* What you will do:
Repeat, without any change, the entries presented below.

* Dataset records:
····················

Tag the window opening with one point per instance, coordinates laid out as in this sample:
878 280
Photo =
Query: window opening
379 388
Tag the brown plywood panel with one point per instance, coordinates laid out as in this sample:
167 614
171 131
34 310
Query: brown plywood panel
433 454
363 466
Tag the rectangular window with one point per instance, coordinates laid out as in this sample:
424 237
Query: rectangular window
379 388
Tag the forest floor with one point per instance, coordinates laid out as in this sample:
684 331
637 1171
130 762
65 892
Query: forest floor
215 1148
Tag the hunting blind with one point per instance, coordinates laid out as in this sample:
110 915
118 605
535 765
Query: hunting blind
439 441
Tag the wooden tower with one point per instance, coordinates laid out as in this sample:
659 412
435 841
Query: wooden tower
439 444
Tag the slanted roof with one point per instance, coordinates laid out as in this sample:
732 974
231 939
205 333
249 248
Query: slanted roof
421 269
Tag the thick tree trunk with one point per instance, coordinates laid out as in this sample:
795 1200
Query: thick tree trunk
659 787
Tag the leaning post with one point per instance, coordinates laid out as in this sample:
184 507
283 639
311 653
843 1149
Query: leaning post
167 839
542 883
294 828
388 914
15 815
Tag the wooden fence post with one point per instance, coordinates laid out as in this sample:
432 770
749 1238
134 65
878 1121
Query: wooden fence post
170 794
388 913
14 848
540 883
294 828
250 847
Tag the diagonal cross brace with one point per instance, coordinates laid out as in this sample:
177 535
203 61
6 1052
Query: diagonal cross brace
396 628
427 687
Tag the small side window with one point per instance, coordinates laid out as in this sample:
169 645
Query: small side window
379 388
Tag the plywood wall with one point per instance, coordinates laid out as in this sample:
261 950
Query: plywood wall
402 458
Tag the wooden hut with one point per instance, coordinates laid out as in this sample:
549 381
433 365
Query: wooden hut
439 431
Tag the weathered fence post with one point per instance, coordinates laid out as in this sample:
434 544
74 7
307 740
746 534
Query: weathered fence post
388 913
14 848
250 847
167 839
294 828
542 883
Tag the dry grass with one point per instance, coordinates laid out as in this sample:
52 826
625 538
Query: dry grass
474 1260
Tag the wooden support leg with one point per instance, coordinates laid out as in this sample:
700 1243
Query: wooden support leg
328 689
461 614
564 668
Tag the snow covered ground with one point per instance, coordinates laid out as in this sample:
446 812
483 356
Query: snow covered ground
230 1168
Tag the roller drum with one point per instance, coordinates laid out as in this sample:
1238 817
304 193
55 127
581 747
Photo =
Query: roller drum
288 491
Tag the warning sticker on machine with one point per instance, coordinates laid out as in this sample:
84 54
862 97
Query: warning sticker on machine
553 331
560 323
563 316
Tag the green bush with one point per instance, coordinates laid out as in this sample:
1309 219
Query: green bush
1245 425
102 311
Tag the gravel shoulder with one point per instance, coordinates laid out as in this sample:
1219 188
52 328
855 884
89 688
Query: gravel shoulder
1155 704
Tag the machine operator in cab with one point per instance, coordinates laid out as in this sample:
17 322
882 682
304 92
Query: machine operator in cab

····················

* Response to this task:
Tag the window opening with one point per instance, coordinates laid out as in this sample:
878 280
Photo =
Query: window opening
379 388
Tag the brown plywood panel with one point per instance, coordinates laid out as in this sample:
167 614
171 131
34 310
Query: brown plywood panel
433 454
363 466
Tag the rectangular window with one point per instance, coordinates laid out as in this sample:
424 237
Query: rectangular window
379 388
Tag the forest floor with one point per instance, coordinates laid out as in this sample:
684 331
637 1171
130 762
65 892
Query: forest floor
215 1148
Tag the hunting blind with one point per instance, coordinates laid out as in this sample:
110 915
118 605
535 765
Query: hunting blind
439 441
Tag the wooden tower with one point per instance, coordinates laid out as in this sample:
659 412
435 841
Query: wooden tower
439 444
Tag the slanted roof with one point per instance, coordinates laid out as in this sample:
732 974
231 939
205 333
249 248
Query: slanted roof
421 269
Tag the thick tree trunk with one point per instance, coordinates laid out as in this sample:
795 1200
Query: thick tree trunk
659 787
Tag the leaning post with one point per instance, coordinates laid out as in this sample:
184 507
283 639
311 653
843 1149
Query: leaning post
167 839
542 883
294 828
388 914
15 815
Tag the wooden fence post with one point per instance, coordinates laid out as in this sample:
432 770
749 1238
134 65
878 1121
Query: wooden fence post
170 794
388 913
14 848
540 883
294 828
250 847
Tag the diagonal cross brace with one point per instance, coordinates laid out as in this sample:
177 535
203 61
6 1052
Query: diagonal cross brace
396 628
427 687
Tag the small side window with one point per instance, coordinates laid out as in this sample:
169 645
Query: small side window
379 388
Tag the plywood wall with one point per instance, coordinates laid out as in this sample:
261 950
Query: plywood wall
402 458
Tag the wooden hut with one point per instance, coordinates laid out as in this sample:
549 381
433 365
Query: wooden hut
439 431
Tag the weathered fence post with one point per instance, coordinates laid out as in this sample:
434 544
74 7
307 740
746 534
Query: weathered fence post
388 913
14 848
250 847
167 839
294 828
542 883
Tag the dry grass with one point per instance, coordinates laid out as in this sample:
52 826
625 538
Query: dry grass
474 1260
Tag the wooden support leg with one point per instance, coordinates laid out as in this sample:
700 1243
Query: wooden support leg
328 689
461 614
564 668
Tag the snow covered ground with one point per instance, coordinates laid out as in this sample:
446 812
483 356
Query: snow covered ground
230 1168
Tag the roller drum with one point per instance, coordinates laid out as in this sample:
1238 817
304 193
55 127
581 747
Photo =
Query: roller drum
288 491
Tag the warning sticker on machine with one point per instance, coordinates laid out as in this sample:
84 54
862 97
Query: warning sticker on machine
553 331
560 323
563 316
Tag the green bush with one point per instance, coordinates laid out as in this sample:
1309 219
Query: green bush
1245 425
102 311
Tag the gravel shoulder with one point per instance, coordinates laid out as in this sample:
1219 188
52 328
855 884
89 688
Query: gravel shoulder
1155 704
Tag the machine operator in cab with one point per instance, coordinates laid out as in this sample:
17 322
882 682
304 92
Query: machine operator in cab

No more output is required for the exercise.